Point localization data
——————

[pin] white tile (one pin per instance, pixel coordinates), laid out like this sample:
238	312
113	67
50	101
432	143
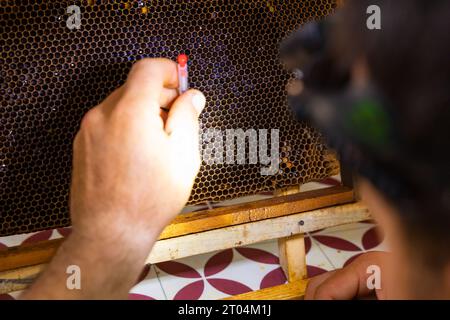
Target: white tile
150	286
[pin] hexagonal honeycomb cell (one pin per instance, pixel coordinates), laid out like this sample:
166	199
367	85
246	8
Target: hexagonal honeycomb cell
50	75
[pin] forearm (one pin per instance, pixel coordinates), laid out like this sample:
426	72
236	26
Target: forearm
108	268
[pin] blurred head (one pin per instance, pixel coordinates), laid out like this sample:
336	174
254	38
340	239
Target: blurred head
396	133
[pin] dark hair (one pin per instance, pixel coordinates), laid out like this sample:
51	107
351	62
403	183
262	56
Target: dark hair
409	62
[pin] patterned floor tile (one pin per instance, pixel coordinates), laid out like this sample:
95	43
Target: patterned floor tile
148	286
342	247
316	261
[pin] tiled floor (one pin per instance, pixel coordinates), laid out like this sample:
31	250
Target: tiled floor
233	271
220	274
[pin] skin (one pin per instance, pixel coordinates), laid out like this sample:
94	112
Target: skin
133	168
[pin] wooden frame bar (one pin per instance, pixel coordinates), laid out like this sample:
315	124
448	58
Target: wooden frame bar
285	218
196	222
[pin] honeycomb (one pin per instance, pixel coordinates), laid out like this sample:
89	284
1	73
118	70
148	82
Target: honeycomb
50	75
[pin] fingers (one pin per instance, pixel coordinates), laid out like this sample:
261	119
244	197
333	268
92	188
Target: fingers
151	83
183	130
183	115
347	283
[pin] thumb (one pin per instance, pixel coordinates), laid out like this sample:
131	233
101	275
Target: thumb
183	129
184	112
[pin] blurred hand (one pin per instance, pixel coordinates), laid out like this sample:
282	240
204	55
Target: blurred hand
133	164
350	282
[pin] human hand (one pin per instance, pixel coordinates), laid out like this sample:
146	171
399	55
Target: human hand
134	165
351	281
133	169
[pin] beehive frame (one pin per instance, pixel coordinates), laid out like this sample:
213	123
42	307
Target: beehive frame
285	217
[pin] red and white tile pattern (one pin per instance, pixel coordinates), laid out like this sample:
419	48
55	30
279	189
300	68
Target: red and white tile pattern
234	271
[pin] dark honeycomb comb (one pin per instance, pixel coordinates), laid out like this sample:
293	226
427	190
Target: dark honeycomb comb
51	75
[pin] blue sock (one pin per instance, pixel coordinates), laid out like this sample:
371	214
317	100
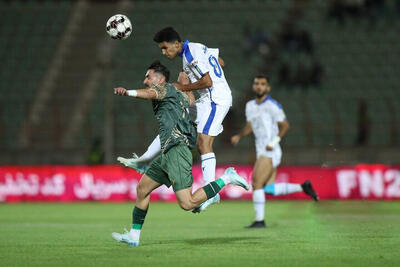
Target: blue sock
270	189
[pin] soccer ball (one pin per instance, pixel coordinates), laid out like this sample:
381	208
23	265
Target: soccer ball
119	27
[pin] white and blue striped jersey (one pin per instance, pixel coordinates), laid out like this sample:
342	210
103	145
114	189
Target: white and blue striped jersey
264	118
198	59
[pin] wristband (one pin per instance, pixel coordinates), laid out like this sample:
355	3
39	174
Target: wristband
274	141
132	93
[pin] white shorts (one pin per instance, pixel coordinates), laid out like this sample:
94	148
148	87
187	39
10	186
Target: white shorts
210	117
275	155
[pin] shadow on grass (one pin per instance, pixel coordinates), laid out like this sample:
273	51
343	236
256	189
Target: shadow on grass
219	240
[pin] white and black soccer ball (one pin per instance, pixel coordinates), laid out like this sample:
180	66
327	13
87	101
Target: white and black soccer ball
119	27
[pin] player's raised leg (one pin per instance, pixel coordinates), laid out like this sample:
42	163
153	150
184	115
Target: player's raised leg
188	200
261	174
145	186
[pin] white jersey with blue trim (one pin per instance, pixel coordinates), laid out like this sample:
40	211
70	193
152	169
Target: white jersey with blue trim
264	118
198	59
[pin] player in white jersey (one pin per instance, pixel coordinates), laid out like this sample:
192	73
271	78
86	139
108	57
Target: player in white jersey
203	68
266	119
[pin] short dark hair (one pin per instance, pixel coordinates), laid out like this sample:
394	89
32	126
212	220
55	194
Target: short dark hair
262	76
159	68
167	35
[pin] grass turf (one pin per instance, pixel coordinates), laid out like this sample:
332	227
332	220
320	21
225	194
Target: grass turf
298	234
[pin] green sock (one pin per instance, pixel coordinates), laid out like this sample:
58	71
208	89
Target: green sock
138	216
213	188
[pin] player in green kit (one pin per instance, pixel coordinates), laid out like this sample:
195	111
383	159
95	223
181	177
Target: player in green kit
174	165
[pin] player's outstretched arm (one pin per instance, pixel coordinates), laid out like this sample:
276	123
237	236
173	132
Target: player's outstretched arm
148	93
204	82
221	62
244	132
183	78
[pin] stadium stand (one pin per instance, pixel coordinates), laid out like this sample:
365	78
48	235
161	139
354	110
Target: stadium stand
353	100
25	50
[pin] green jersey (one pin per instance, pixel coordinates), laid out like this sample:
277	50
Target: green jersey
174	123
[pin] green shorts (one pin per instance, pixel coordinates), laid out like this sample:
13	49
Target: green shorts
173	168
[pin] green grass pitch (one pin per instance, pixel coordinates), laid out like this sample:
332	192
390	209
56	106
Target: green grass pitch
299	233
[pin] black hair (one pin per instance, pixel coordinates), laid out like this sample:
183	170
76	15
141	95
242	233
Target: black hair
167	35
262	76
159	68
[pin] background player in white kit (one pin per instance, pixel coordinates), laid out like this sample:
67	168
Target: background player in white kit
266	119
203	67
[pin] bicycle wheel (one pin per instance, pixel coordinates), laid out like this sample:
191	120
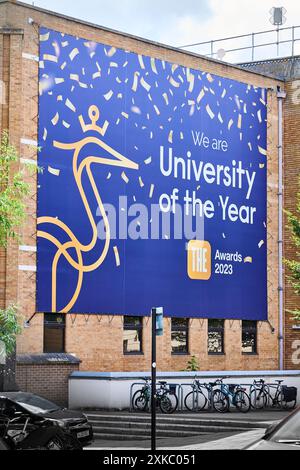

——————

▶ [WHAT YOU HAVE TO DO]: For each entry, repeat its text exactly and leave out any picture it holds.

▶ [COMPLETED TASK]:
[pin] white tile (one pin per instance, pixel coordinates), laid out like this sample:
238	312
113	67
50	101
432	143
Target: white tile
150	286
[pin] hexagonal honeycomb cell (one pin per instance, pixel coordinates), laid out like this sample:
166	199
367	85
246	8
Target: hexagonal honeycomb cell
50	75
[pin] forearm (one pin per instance, pixel coordinates), laid out like this sample:
426	72
236	26
Target: forearm
108	268
[pin] blurred head (one pin per instance, pixel coordinates), laid out like this sample:
336	174
254	38
340	239
Target: blurred head
396	133
[pin] dark hair (one pin per instance, pixel coordinates), laid out like this sample:
51	107
351	62
403	183
262	56
Target: dark hair
409	62
[pin] patterned floor tile (one pin per instance, pixel coordinates), laid out like this sample:
95	43
Target: patterned floor tile
148	286
342	247
316	261
[pin] tiled floor (one pin per instance, pixel coordinates), laid out like this sample:
31	250
Target: tiled floor
233	271
220	274
[pin] skin (one pin per instance, pixel coordinates), laid out like this sample:
94	112
Target: skin
133	168
[pin] wooden frame bar (one pin per instance, pixel coordinates), laid out like this sample:
315	124
448	58
Target: wooden frame bar
285	218
196	222
[pin] honeycomb (one pin per instance, pixel coordinates), laid out like this sample:
89	284
1	73
118	70
148	82
Target: honeycomb
50	75
[pin] fingers (one pin per instance, pixel coordinates), laid out like this sample:
261	119
244	197
333	268
92	188
Target: fingers
151	83
183	130
183	115
347	283
[pin] thumb (one pin per instance, pixel coordinates), laid out like this sample:
131	233
101	275
Target: thumb
183	129
184	112
[pin] blurred hand (one pin per instance, pixel coordinates), laid out like this sample:
282	240
204	55
Target: blurred hand
133	164
350	282
[pin] human hand (one pin per instance, pixel coordinates), laid out like this sample:
146	171
399	55
Target: human hand
134	165
351	281
133	169
[pin] beehive frame (one pin per instance, pixel coordinates), laid out like this sample:
213	123
42	307
Target: beehive frame
285	217
[pin] red and white tile pattern (one pin per instance, pixel coordinates), laid out like this sample:
419	48
55	30
279	189
300	68
Target: red and white tile pattern
234	271
[pin] dark honeycomb comb (one pin per instance, pixel coordinates), laid out like this sample:
293	226
427	190
Target: dark honeycomb comb
51	75
[pin] blue sock (one pin per instance, pixel coordinates), laid out like this sample:
371	214
317	100
Target: blue sock
270	189
[pin] soccer ball (one pin per instance, pixel coordinates), laid out like this sample:
381	208
23	265
Target: soccer ball
119	27
[pin] white and blue striped jersey (one pin per instance, pixel coordinates), laid out like this sample:
342	210
103	145
114	189
Target: white and blue striped jersey
264	118
198	59
[pin] wristband (one pin per instance, pixel coordinates), laid out like this sample:
355	3
39	174
Target: wristband
274	141
132	93
[pin] white shorts (one pin per instance, pixel coordinates), laid out like this sample:
94	148
148	87
187	39
10	186
Target: white shorts
210	117
275	155
[pin] shadow on grass (one pin per instance, pixel coordinates), laid out like this sample:
273	51
343	236
256	189
Target: shadow on grass
219	240
[pin] white and black soccer ball (one pin per instance, pixel coordinates), laid out like this sample:
180	66
327	13
87	101
Target: white and black soccer ball
119	27
[pin] player's raised leg (one pin per instance, pixel coordinates), laid out like this sample:
42	163
153	150
184	115
Target: player's raised leg
188	200
261	174
145	186
[pin] white jersey with blue trim (one pin per instance, pixel coordinates), laid out like this sample:
40	211
70	193
152	169
Target: white jersey with blue trim
264	118
198	59
[pin] player in white jersey (one pin per instance, pixel coordinates), laid out like this sample:
192	73
271	78
86	139
108	57
Target: player in white jersey
203	68
266	119
[pin] short dark hair (one pin per instance, pixel coordinates), laid out like this sample:
394	89
32	126
212	220
55	194
Target: short dark hair
262	76
159	68
167	35
[pin] grass turf (one pin per instance, pixel coordinates), laid out like this sample:
332	227
332	220
320	21
225	194
Target: grass turf
298	234
[pin] green sock (one pin per instance, pixel coordinates), laid out like this sample:
58	71
208	89
Target: green sock
138	216
213	188
[pin] player in green kit (one pin per instance, pixel coordinates), laid out like this sample:
195	111
383	159
95	223
181	177
Target: player in green kit
174	165
[pin] player's outstretched arm (one pin per instance, pixel coordinates), laid out like this sample:
276	123
237	236
173	132
Target: player's outstretched arm
148	93
204	82
221	62
244	132
183	78
[pin] stadium stand (one pin per instance, pixel coordinates), laid out like this sample:
365	78
48	235
161	139
354	110
Target: stadium stand
353	100
25	50
[pin] green jersey (one pin per instance, pixel coordinates), laid out like this sample:
277	50
Target: green jersey
174	123
[pin] green shorts (one pin per instance, pixel coordinates), laid out like this sample:
13	49
Target: green shorts
173	168
[pin] green grass pitch (one pin per instance, pixel coordinates), laid out like this sample:
332	192
390	209
56	106
Target: green grass pitch
299	233
[pin] black hair (one pin per instance, pixel coordinates), laid out like this sample:
183	170
76	15
141	95
242	233
Target: black hair
167	35
262	76
159	68
[pin] background player in white kit (one pin per instance, pixel coordinates), laid out like this sample:
67	168
Target: background player in white kit
266	119
203	67
[pin] bicycle wheel (one pin per instance, pixel coordinates), laid out like this sample:
191	120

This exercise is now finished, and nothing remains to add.